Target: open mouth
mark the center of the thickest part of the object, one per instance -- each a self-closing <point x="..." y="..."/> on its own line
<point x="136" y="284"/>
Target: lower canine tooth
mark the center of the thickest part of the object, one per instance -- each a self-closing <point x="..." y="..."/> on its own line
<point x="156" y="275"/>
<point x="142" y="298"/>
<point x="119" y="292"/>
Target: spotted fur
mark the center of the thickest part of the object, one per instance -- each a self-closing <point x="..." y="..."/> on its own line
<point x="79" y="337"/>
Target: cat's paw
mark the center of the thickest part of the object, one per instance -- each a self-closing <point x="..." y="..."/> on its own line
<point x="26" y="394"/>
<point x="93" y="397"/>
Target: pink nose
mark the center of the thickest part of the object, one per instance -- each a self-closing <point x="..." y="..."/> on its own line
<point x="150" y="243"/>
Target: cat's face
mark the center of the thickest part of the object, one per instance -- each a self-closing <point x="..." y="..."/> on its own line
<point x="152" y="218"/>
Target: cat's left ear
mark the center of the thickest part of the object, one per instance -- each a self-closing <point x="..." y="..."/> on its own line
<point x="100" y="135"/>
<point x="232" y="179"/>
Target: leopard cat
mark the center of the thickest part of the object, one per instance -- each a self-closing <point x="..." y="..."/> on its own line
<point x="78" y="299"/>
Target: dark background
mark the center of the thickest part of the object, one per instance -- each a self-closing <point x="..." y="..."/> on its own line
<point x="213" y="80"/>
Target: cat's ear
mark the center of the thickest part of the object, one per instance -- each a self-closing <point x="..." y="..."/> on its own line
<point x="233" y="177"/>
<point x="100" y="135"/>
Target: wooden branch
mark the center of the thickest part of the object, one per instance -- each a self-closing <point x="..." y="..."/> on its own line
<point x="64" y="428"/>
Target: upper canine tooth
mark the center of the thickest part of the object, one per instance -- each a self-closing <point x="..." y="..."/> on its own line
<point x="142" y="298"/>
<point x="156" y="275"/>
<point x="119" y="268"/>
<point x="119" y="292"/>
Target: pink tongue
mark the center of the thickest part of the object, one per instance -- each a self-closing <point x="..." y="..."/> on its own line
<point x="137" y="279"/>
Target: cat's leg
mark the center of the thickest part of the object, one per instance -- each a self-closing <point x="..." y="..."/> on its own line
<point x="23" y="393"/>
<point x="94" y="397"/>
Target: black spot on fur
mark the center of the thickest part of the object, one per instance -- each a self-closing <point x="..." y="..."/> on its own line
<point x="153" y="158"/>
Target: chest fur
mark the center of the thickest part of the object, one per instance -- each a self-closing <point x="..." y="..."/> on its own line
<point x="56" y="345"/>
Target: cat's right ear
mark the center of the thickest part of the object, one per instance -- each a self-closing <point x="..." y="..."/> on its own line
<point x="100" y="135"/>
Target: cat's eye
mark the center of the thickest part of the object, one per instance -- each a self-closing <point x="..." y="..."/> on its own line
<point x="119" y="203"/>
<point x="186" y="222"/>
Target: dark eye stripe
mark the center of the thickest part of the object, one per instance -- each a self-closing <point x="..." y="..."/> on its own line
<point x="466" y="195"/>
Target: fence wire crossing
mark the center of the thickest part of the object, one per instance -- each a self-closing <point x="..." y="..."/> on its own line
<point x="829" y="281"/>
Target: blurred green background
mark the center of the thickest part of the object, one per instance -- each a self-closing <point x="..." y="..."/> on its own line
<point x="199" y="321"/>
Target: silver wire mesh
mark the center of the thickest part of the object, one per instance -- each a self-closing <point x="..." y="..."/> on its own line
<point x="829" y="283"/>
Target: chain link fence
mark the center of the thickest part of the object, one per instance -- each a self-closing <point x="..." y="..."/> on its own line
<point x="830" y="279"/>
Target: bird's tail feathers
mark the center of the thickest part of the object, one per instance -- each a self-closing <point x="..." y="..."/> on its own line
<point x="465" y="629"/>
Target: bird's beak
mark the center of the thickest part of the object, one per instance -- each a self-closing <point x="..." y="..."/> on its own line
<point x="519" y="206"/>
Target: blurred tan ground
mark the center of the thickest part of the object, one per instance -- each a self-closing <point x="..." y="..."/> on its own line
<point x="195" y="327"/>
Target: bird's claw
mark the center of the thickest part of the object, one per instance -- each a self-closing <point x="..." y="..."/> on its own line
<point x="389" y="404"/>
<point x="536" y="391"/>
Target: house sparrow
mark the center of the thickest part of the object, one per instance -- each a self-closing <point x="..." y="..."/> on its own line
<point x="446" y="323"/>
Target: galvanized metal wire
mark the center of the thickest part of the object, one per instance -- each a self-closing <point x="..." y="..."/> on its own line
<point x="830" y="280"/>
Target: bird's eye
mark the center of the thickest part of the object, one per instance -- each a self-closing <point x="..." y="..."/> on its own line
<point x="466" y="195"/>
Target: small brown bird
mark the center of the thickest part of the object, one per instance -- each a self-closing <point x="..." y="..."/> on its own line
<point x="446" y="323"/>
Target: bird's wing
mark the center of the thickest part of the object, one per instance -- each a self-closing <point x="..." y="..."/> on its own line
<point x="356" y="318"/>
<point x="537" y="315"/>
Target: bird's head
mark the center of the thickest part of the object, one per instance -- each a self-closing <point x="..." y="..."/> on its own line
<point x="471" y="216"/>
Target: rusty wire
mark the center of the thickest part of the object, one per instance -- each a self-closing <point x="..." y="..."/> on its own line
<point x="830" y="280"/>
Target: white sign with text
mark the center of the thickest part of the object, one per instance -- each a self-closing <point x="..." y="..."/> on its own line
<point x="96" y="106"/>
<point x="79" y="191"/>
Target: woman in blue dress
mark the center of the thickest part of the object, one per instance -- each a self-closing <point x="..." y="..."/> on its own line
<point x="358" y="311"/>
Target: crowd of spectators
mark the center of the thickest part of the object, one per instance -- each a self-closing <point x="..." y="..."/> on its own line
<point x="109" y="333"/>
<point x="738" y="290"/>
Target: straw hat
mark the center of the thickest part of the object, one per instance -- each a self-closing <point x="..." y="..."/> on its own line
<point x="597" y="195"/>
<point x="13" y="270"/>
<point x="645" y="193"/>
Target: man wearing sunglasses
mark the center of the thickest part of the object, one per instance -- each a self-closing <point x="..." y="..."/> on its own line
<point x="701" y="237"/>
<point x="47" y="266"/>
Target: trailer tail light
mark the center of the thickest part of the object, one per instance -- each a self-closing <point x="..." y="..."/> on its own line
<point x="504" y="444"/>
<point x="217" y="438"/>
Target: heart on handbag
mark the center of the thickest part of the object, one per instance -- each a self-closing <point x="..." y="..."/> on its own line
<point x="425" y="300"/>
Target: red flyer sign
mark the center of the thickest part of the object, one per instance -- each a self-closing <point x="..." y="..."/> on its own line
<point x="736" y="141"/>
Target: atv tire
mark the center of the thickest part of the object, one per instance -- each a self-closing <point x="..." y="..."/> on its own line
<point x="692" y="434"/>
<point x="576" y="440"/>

EXERCISE: Give back every entry, unchanged in any way.

SOLVED PROBLEM:
Target: open mouth
mark the center of the thickest part of the object, one per instance -- each a self-closing <point x="..." y="..."/> on its own line
<point x="136" y="284"/>
Target: lower canine tooth
mark the center of the thickest part of the object, one per instance -- each a self-closing <point x="..." y="..."/> on its own line
<point x="156" y="275"/>
<point x="142" y="298"/>
<point x="119" y="292"/>
Target: spotted fur
mark the center of the thickest part of the object, one per instance -- each a self-closing <point x="..." y="..."/> on its own line
<point x="79" y="337"/>
Target: cat's paw
mark the center of the thickest part of the object, one per instance -- each a self-closing <point x="..." y="..."/> on its own line
<point x="26" y="394"/>
<point x="93" y="397"/>
Target: pink nose
mark the center of the thickest part of the object, one per instance -- each a self-closing <point x="..." y="..."/> on its own line
<point x="150" y="243"/>
Target: cat's face
mark the center of the thickest part of the object, one per instance -- each a self-closing <point x="..." y="..."/> on its own line
<point x="152" y="218"/>
Target: cat's left ear
mark the center of the thickest part of the object, one per instance -- each a self-closing <point x="..." y="..."/> on its own line
<point x="100" y="135"/>
<point x="232" y="179"/>
Target: leopard cat
mark the center of the thickest part of the object, one per instance -- each a self-closing <point x="..." y="..."/> on its own line
<point x="78" y="299"/>
Target: dark background
mark the center of the thickest part of the object, one per instance -- each a self-closing <point x="..." y="..."/> on its own line
<point x="213" y="80"/>
Target: cat's ear
mark the center of the thickest part of the object, one per instance -- each a self-closing <point x="..." y="..."/> on its own line
<point x="233" y="177"/>
<point x="100" y="135"/>
Target: wooden branch
mark the center of the thickest part of the object, one per instance -- each a self-closing <point x="..." y="..."/> on its own line
<point x="64" y="428"/>
Target: upper canine tooth
mark the center of the thickest part of the object, one per instance -- each a self-closing <point x="..." y="..."/> on its own line
<point x="142" y="298"/>
<point x="156" y="275"/>
<point x="119" y="268"/>
<point x="119" y="292"/>
Target: pink tongue
mark the center of the thickest part of the object, one per instance -- each a self-closing <point x="..." y="..."/> on its own line
<point x="137" y="279"/>
Target: cat's leg
mark the center of the thickest part of the object, one per instance -- each a self-closing <point x="..." y="..."/> on its own line
<point x="23" y="393"/>
<point x="94" y="397"/>
Target: black spot on fur
mark the center of the thickest part of the object, one per instance -- each a self-closing <point x="..." y="..."/> on its own line
<point x="153" y="158"/>
Target: chest fur
mark the center of the thickest part of the object, one per instance -- each a self-closing <point x="..." y="..."/> on its own line
<point x="56" y="345"/>
Target: cat's right ear
mark the center of the thickest part of the object, one per instance -- each a self-closing <point x="..." y="..."/> on its own line
<point x="100" y="135"/>
Target: cat's eye
mark the center of the thickest part of the object, one per instance -- each a self-closing <point x="..." y="..."/> on its own line
<point x="119" y="203"/>
<point x="186" y="222"/>
Target: dark eye stripe
mark the center of the thickest part of the object, one per instance -- each a self-closing <point x="..." y="..."/> on its own line
<point x="466" y="195"/>
Target: fence wire crossing
mark the center of the thickest part of the object, one per instance -- each a self-closing <point x="..." y="..."/> on its own line
<point x="829" y="281"/>
Target: blurred green background
mark the center of the thickest part of the object, one per instance -- each a self-closing <point x="..." y="..."/> on its own line
<point x="199" y="321"/>
Target: silver wire mesh
mark the center of the thickest part of the object, one per instance -- each a self-closing <point x="..." y="..."/> on its own line
<point x="829" y="283"/>
Target: chain link fence
mark the center of the thickest part of the object, one per instance -- each a self-closing <point x="..." y="..."/> on its own line
<point x="830" y="279"/>
Target: bird's tail feathers
mark the center of the thickest part of the object, one per instance -- each a self-closing <point x="..." y="..."/> on its own line
<point x="465" y="629"/>
Target: bird's beak
mark the center of the thickest part of the object, one per instance -- each a self-closing <point x="..." y="..."/> on its own line
<point x="519" y="206"/>
Target: blurred tan ground
mark the center of the thickest part of the object, one per instance -- each a self-closing <point x="..." y="..."/> on its own line
<point x="195" y="327"/>
Target: bird's claw
mark the center of the thickest part of the object, one per instance -- each a self-closing <point x="..." y="..."/> on its own line
<point x="389" y="404"/>
<point x="536" y="391"/>
Target: house sparrow
mark the center of the thickest part of the object, one per instance -- each a self-closing <point x="..." y="..."/> on its own line
<point x="446" y="323"/>
Target: galvanized metal wire
mark the center of the thickest part of the object, one per instance -- each a self-closing <point x="..." y="..."/> on its own line
<point x="830" y="280"/>
Target: bird's eye
mark the center of the thickest part of the object, one per instance -- each a self-closing <point x="..." y="..."/> on its own line
<point x="466" y="195"/>
Target: small brown bird
mark the center of the thickest part of the object, one per instance -- each a self-closing <point x="..." y="..."/> on its own line
<point x="446" y="323"/>
Target: bird's wing
mark the center of the thickest part of the object, one per instance -- each a self-closing <point x="..." y="..."/> on its own line
<point x="356" y="318"/>
<point x="537" y="315"/>
Target: bird's head
mark the center of the thickest part of the object, one per instance -- each a self-closing <point x="..." y="..."/> on its own line
<point x="471" y="216"/>
Target: rusty wire
mark the center of the thickest part of the object, one per instance -- each a self-closing <point x="..." y="..."/> on its own line
<point x="830" y="280"/>
Target: white sign with text
mark the center of the thickest part of the object, one per instance -- each a self-closing <point x="..." y="..."/> on its own line
<point x="96" y="106"/>
<point x="79" y="191"/>
Target: woman in blue dress
mark the center of the thickest part of the object, one per instance -- each a self-closing <point x="..." y="..."/> on its own line
<point x="358" y="311"/>
Target: crowd of spectators
mark the center of the thickest part of the object, one per instance -- each a self-closing <point x="..." y="..."/> on its own line
<point x="109" y="333"/>
<point x="738" y="290"/>
Target: straw hat
mark the center of the thickest part of the object, one per instance -- each a self-closing <point x="..." y="..."/> on its own line
<point x="597" y="195"/>
<point x="13" y="270"/>
<point x="645" y="193"/>
Target: man wearing sunglasses
mark the center of the thickest part of the object, one per instance -- each a self-closing <point x="..." y="..."/> on its own line
<point x="701" y="237"/>
<point x="47" y="266"/>
Target: trailer tail light
mark the center of the thickest part of the object, one per instance -- each a self-closing <point x="..." y="..."/> on its own line
<point x="504" y="444"/>
<point x="217" y="438"/>
Target: heart on handbag
mark the center of the thickest part of the object, one per instance -- each a self-closing <point x="..." y="..."/> on its own line
<point x="425" y="300"/>
Target: red flyer sign
mark the center of the thickest part of the object, one per instance -- each a self-closing <point x="..." y="..."/> on its own line
<point x="736" y="141"/>
Target: atv tire
mark the center of the thickest part of the object, one per instance -- each a self-closing <point x="..." y="..."/> on its own line
<point x="692" y="434"/>
<point x="576" y="440"/>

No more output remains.